## THE TASK:
Retype each record below word for word. Leave the pictures out.

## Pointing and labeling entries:
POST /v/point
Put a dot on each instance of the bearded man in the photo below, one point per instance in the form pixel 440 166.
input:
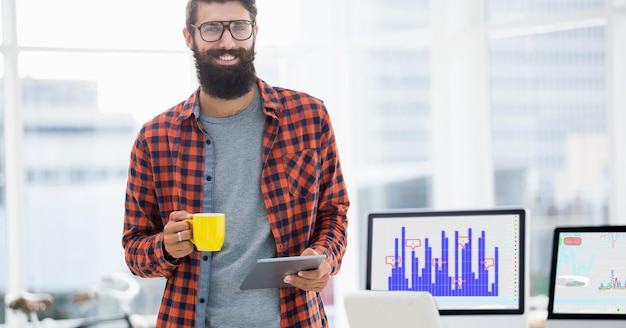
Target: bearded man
pixel 264 156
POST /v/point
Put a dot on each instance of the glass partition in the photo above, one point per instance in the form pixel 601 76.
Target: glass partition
pixel 116 24
pixel 551 145
pixel 509 10
pixel 3 217
pixel 81 113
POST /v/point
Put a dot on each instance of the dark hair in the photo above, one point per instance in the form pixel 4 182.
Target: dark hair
pixel 192 10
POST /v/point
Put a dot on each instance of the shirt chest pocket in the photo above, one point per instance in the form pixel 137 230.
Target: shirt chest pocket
pixel 302 171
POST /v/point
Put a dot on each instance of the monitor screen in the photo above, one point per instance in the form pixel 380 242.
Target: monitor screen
pixel 588 274
pixel 471 261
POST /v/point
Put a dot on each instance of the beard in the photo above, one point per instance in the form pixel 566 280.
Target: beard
pixel 225 81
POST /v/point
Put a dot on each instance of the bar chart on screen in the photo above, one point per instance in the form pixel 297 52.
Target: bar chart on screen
pixel 459 262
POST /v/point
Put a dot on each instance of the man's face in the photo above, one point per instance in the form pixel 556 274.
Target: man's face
pixel 225 67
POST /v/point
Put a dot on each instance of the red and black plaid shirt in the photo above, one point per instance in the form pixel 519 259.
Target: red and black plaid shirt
pixel 302 185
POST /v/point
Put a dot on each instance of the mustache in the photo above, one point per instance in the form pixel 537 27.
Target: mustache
pixel 242 54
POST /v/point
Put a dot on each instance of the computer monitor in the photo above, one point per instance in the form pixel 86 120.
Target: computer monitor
pixel 472 261
pixel 587 285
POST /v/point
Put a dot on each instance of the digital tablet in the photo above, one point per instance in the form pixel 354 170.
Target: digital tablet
pixel 269 273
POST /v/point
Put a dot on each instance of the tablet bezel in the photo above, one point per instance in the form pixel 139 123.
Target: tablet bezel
pixel 269 273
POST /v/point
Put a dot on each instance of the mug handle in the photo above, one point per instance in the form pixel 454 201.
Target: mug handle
pixel 190 221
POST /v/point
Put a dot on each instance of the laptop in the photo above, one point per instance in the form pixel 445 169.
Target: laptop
pixel 588 277
pixel 375 309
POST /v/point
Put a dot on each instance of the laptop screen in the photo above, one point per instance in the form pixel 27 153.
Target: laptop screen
pixel 588 274
pixel 471 261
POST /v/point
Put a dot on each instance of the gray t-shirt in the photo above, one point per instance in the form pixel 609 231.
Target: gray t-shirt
pixel 235 153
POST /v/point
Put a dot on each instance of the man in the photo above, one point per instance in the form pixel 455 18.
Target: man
pixel 264 156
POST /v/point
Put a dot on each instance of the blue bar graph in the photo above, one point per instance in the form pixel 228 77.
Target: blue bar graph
pixel 433 272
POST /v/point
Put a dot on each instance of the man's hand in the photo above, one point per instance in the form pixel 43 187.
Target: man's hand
pixel 311 280
pixel 171 244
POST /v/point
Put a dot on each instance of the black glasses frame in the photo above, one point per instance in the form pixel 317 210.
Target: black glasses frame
pixel 226 25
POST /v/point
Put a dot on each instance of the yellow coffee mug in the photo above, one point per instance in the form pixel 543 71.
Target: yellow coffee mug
pixel 208 230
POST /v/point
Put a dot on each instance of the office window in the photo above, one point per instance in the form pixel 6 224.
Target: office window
pixel 510 10
pixel 80 118
pixel 115 24
pixel 550 132
pixel 375 18
pixel 3 216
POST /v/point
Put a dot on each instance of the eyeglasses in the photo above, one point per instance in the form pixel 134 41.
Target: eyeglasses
pixel 240 30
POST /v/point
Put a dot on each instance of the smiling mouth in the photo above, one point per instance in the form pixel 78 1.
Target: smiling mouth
pixel 226 57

## RESPONSE TO THE EXERCISE:
POST /v/point
Put a dot on each instance of the bearded man in the photo below, one point per instance in the form pixel 440 166.
input:
Target: bearded man
pixel 264 156
POST /v/point
Put a dot on each instance of the glass partition in the photo above, one point per instance in the form pixel 601 76.
Target: glass partition
pixel 116 24
pixel 551 145
pixel 509 10
pixel 3 217
pixel 81 113
POST /v/point
Put a dot on each instance of the dark hair in the photo above, one point per instance in the form pixel 4 182.
Target: dark hair
pixel 192 10
POST /v/point
Put a dot on each instance of the shirt chest pocket in the photo above, one point per instance in the form pixel 137 230.
Target: shirt chest pocket
pixel 302 171
POST /v/point
Put a dot on each instance of the monitor screen in the photo above, one point per instance in the form pixel 380 242.
Target: monitor screen
pixel 588 274
pixel 471 261
POST /v/point
Put a dot on each instance of the beard in the photo above, one point per instance in the form pixel 566 280.
Target: beard
pixel 225 81
POST /v/point
Put a dot on each instance of the bar chart on screen in the photo above, one point per instance in the form pixel 297 52.
Target: bar chart on screen
pixel 459 262
POST /v/point
Put a dot on each instance of the man's face in the photo above, one point per instance in the form pixel 556 274.
Target: man's face
pixel 225 67
POST /v/point
Put a dot on each instance of the red and black plaid shirt in the photo above, one point per instance in the form pixel 519 259.
Target: red and black plaid shirt
pixel 302 185
POST /v/point
Put a dot on each instance of the mustache in the photo above, one point per instance in the form pixel 537 27.
Target: mustache
pixel 242 54
POST /v/point
Put a dot on each instance of the computer monitor in the photo above, one point per instance in the form pixel 86 120.
Target: computer monitor
pixel 472 261
pixel 587 285
POST /v/point
Put a dot on each instance of the digital tablet in the photo above, one point per instance in the form pixel 354 170.
Target: digital tablet
pixel 269 273
POST /v/point
Put a dot on each instance of the tablet bezel in the photo above, one point per instance in the form pixel 139 123.
Target: tablet bezel
pixel 269 273
POST /v/point
Put a dot on each instance of the mug handle in the photo above, one point per instance in the form pixel 454 201.
Target: mug handle
pixel 190 221
POST /v/point
Put a dot on each instance of the laptop in the photo above, one point per instance in the form pixel 445 169.
Target: laptop
pixel 588 277
pixel 375 309
POST /v/point
Put a dot on each instance of the laptop screen in the photo above, one point per instance in the form pixel 27 153.
Target: laptop screen
pixel 588 274
pixel 471 261
POST /v/point
Put a dot on each instance of the gray t-shirt in the photo above, one point per instance in the form pixel 609 231.
Target: gray t-shirt
pixel 235 153
POST /v/point
Put a dot on each instance of the man in the photo above, one point per instance in the form pixel 455 18.
Target: man
pixel 264 156
POST /v/point
Put a dot on each instance of the blue bar graph in the photo above, one point per instance in the form pixel 228 77.
Target: blue bar graph
pixel 433 272
POST /v/point
Put a dot on each instance of the man's hand in the photo above, one point per instance in the form pixel 43 187.
Target: man's hand
pixel 311 280
pixel 171 244
POST /v/point
Put a dot on each instance of the black glasses frame in the photo above, one point per instance in the form pixel 317 210.
Target: black glasses frame
pixel 226 25
POST /v/point
Put a dot on each instance of the yellow coffee mug in the photo above, one point per instance in the form pixel 543 71.
Target: yellow coffee mug
pixel 208 230
POST /v/point
Put a dot on each instance of the office window in the photo above, one point per instance in the form pixel 6 224.
Target: office window
pixel 510 10
pixel 80 118
pixel 115 24
pixel 550 132
pixel 375 18
pixel 3 216
POST /v/point
Put a dot on each instance of the eyeglasses in the photo above, one point per instance in the form pixel 134 41.
Target: eyeglasses
pixel 240 30
POST /v/point
Put a dot on each instance of the smiling mouth in the photo above, one point per instance in the form pixel 78 1.
Target: smiling mouth
pixel 226 57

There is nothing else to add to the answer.